[The exercise]
Reproduce the material from the line containing "Find the deciduous" through the end of the material, including both ends and the request lines. Scale every point coordinate in the answers by 1.65, rounding each to a whole number with halves rounded up.

****

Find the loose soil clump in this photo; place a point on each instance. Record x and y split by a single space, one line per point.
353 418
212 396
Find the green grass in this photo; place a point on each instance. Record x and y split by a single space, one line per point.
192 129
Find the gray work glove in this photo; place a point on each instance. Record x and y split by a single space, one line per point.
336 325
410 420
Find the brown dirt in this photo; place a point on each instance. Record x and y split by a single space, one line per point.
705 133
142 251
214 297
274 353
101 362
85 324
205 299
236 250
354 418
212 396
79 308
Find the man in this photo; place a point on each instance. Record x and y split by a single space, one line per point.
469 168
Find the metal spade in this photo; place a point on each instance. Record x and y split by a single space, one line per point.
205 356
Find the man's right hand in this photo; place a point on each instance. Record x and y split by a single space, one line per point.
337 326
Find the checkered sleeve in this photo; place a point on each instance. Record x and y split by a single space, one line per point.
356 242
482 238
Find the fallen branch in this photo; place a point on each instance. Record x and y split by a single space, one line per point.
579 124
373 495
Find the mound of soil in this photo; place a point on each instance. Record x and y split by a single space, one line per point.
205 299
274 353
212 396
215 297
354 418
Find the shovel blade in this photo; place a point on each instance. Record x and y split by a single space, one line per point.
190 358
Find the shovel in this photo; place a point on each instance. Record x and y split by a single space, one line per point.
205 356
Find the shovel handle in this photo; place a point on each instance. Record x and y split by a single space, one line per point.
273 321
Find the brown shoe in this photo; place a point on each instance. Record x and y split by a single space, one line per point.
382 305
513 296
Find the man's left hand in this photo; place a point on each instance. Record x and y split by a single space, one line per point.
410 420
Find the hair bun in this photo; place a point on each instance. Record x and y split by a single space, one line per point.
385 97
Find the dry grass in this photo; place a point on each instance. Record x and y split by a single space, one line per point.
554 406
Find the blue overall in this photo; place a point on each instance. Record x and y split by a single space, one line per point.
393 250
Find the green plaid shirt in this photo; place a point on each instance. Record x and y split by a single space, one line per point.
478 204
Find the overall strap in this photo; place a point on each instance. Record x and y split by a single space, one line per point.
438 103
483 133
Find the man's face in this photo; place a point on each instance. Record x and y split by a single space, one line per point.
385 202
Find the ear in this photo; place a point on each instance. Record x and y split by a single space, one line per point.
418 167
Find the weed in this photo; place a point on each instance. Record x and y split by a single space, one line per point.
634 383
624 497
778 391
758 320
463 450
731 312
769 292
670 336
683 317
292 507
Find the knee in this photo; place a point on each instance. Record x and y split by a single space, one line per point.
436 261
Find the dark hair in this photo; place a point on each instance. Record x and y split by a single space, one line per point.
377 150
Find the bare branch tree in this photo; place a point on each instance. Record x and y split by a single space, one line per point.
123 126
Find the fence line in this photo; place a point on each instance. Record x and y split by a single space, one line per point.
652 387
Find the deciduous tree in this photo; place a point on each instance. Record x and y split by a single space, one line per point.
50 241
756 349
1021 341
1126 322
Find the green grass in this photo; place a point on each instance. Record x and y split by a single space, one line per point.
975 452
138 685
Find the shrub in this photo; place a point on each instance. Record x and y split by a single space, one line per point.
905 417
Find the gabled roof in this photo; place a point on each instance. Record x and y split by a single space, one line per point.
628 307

****

[Reply to the exercise]
Find the deciduous tree in this photo; place a point on each instance. Record x and y split by a single space, one line per point.
83 398
1247 576
1685 563
1858 531
Find the green grass in this photo; place a point on each instance. Record x and y split by a single space, one line per point.
1609 746
228 1130
Find the shrub in this photo; place a point on each instance. Record x and y split by a single space, one line per point.
1493 688
Find the gabled roof in this photo; place a point on each instance. Record x and y split by a single space, one line per point.
1036 507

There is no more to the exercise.